● **Your task**
Write out the listing from its first line through the line that contains "(635, 1007)" as a Markdown table with the columns Row and Line, leaving out blank lines and the pictures.

● **Dataset rows**
□ □ □ □
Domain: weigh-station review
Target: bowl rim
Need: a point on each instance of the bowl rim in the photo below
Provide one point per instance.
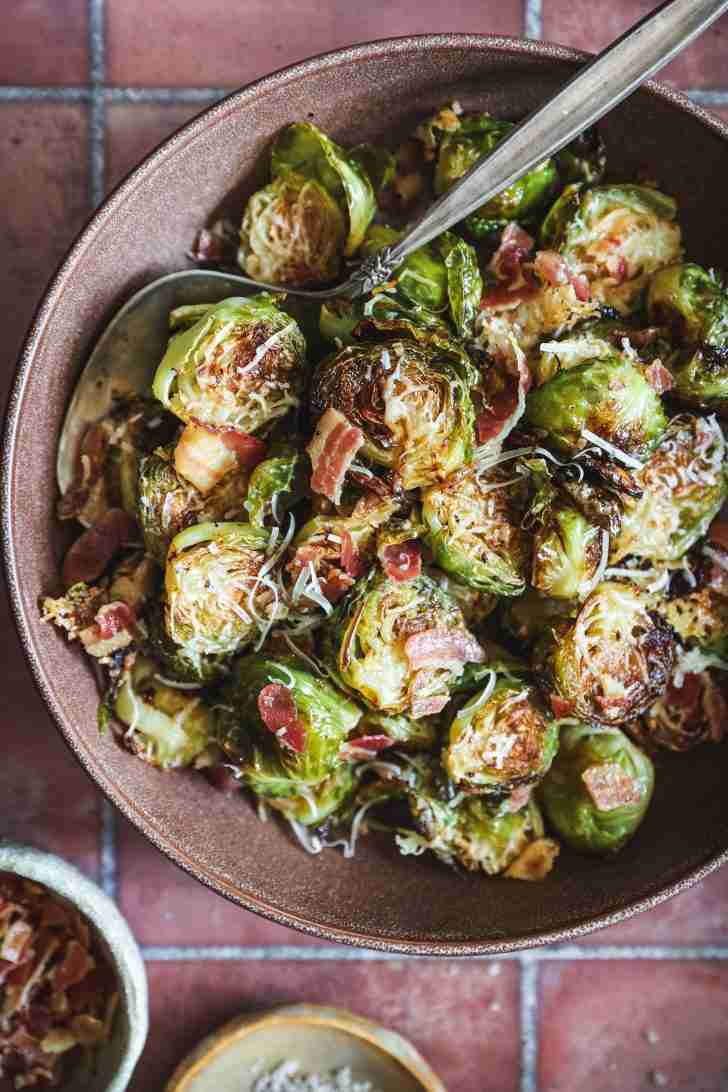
(350, 55)
(66, 880)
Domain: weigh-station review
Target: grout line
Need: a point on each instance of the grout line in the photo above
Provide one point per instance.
(707, 97)
(108, 849)
(23, 94)
(533, 19)
(342, 953)
(97, 107)
(165, 95)
(529, 1029)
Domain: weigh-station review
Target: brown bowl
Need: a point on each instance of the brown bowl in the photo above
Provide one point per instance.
(379, 900)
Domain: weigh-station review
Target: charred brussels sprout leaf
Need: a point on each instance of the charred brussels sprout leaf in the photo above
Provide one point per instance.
(216, 601)
(502, 739)
(615, 660)
(473, 834)
(683, 486)
(618, 236)
(398, 645)
(323, 716)
(598, 788)
(694, 304)
(302, 150)
(238, 368)
(275, 485)
(477, 135)
(293, 233)
(610, 399)
(166, 726)
(474, 530)
(410, 400)
(167, 503)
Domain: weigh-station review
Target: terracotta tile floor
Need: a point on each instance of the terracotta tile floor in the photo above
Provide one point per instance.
(635, 1007)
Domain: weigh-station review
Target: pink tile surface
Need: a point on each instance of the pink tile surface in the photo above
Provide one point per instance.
(633, 1027)
(44, 42)
(188, 43)
(164, 905)
(464, 1020)
(589, 25)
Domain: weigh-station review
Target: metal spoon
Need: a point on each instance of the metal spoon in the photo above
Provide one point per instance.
(130, 348)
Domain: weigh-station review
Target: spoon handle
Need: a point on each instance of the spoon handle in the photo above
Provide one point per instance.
(593, 92)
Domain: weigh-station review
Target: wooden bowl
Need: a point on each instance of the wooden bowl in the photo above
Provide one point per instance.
(379, 900)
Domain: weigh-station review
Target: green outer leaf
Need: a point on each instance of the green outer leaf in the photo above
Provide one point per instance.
(302, 149)
(281, 474)
(464, 282)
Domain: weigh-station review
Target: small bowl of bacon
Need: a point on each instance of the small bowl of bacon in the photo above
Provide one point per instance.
(73, 995)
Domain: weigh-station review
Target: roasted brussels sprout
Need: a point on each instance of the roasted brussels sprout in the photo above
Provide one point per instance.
(568, 554)
(167, 503)
(237, 369)
(502, 739)
(691, 712)
(476, 135)
(694, 304)
(217, 598)
(285, 724)
(275, 485)
(410, 401)
(293, 232)
(584, 159)
(473, 833)
(613, 661)
(398, 645)
(701, 620)
(616, 235)
(166, 726)
(683, 486)
(474, 530)
(603, 402)
(598, 790)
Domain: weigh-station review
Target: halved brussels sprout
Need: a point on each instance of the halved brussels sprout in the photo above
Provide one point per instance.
(609, 399)
(275, 485)
(475, 532)
(412, 402)
(398, 645)
(295, 722)
(690, 713)
(293, 232)
(615, 660)
(166, 726)
(568, 554)
(476, 135)
(238, 368)
(616, 235)
(683, 486)
(167, 503)
(694, 303)
(502, 739)
(473, 833)
(598, 790)
(301, 149)
(217, 601)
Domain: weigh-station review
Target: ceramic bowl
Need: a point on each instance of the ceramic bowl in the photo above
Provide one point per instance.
(143, 230)
(119, 1056)
(318, 1037)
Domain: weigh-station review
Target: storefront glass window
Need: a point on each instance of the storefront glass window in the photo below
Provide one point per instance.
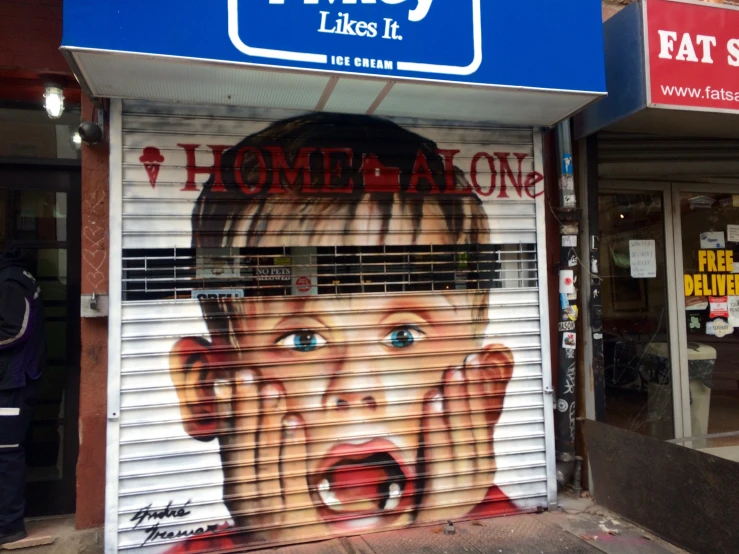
(710, 248)
(638, 374)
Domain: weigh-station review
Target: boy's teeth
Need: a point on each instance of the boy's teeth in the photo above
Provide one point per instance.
(327, 495)
(393, 500)
(392, 503)
(394, 490)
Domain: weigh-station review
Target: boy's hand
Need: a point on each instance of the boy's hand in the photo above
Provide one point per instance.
(267, 479)
(458, 421)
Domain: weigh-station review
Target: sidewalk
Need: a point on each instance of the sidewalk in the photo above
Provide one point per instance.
(578, 527)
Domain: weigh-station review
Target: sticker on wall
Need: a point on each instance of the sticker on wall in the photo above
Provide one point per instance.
(569, 341)
(694, 322)
(572, 312)
(713, 239)
(567, 282)
(643, 259)
(733, 302)
(719, 328)
(565, 326)
(719, 306)
(217, 263)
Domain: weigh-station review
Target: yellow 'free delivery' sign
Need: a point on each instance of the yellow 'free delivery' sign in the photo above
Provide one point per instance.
(715, 275)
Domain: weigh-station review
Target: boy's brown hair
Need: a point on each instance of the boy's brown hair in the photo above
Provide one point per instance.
(249, 170)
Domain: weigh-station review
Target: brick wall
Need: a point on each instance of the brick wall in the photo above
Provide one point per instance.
(30, 35)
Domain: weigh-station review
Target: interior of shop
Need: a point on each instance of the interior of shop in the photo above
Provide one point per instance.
(640, 393)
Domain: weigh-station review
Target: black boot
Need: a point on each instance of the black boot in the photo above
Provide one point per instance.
(6, 537)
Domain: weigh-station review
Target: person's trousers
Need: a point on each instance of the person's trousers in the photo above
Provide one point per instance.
(15, 419)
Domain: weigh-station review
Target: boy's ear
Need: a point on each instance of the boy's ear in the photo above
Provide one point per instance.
(192, 371)
(495, 363)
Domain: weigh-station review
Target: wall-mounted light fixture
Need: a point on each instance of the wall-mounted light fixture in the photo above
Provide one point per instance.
(54, 100)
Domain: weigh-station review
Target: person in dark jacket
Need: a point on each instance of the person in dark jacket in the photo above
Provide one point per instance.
(22, 361)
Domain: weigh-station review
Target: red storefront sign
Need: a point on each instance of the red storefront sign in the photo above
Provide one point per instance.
(692, 55)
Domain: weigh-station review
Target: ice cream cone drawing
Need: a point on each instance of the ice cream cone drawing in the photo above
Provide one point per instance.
(152, 159)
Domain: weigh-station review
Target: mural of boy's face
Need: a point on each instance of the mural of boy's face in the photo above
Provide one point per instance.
□ □ □ □
● **Result**
| Row | Line |
|---|---|
| 1 | Domain: weigh-station review |
| 2 | Target: bowl rim |
| 3 | Need: a point on each instance of the bowl rim in the photo below |
| 4 | Provide one point per instance. |
| 5 | (350, 55) |
| 6 | (66, 880) |
| 7 | Domain: weigh-station review |
| 8 | Target: grout line |
| 9 | Need: a point on each instance of the grout line in the photo above |
| 10 | Provide one point per instance. |
| 11 | (707, 97) |
| 12 | (108, 849) |
| 13 | (23, 94) |
| 14 | (533, 19) |
| 15 | (342, 953) |
| 16 | (97, 107) |
| 17 | (165, 95) |
| 18 | (529, 1029) |
| 19 | Domain: weigh-station review |
| 20 | Target: brown bowl |
| 21 | Need: a point on each instance of the brown bowl in the photo above |
| 22 | Provide one point per instance. |
| 23 | (379, 900) |
| 24 | Domain: weigh-station review |
| 25 | Target: charred brussels sprout leaf |
| 26 | Need: a point on each instance of the charred brussels sprout leaf in the photo above |
| 27 | Provide one point per instance. |
| 28 | (216, 601) |
| 29 | (502, 739) |
| 30 | (615, 660) |
| 31 | (473, 834) |
| 32 | (683, 486) |
| 33 | (618, 236) |
| 34 | (398, 645) |
| 35 | (323, 716) |
| 36 | (598, 788) |
| 37 | (694, 304) |
| 38 | (302, 150) |
| 39 | (238, 368) |
| 40 | (275, 485) |
| 41 | (477, 135) |
| 42 | (293, 233) |
| 43 | (610, 399) |
| 44 | (166, 726) |
| 45 | (474, 530) |
| 46 | (410, 400) |
| 47 | (167, 503) |
| 48 | Domain: weigh-station review |
| 49 | Target: terracotta tile floor |
| 50 | Need: a point on each instance of the terracotta tile floor in the photo above |
| 51 | Provide one point per instance. |
| 52 | (635, 1007) |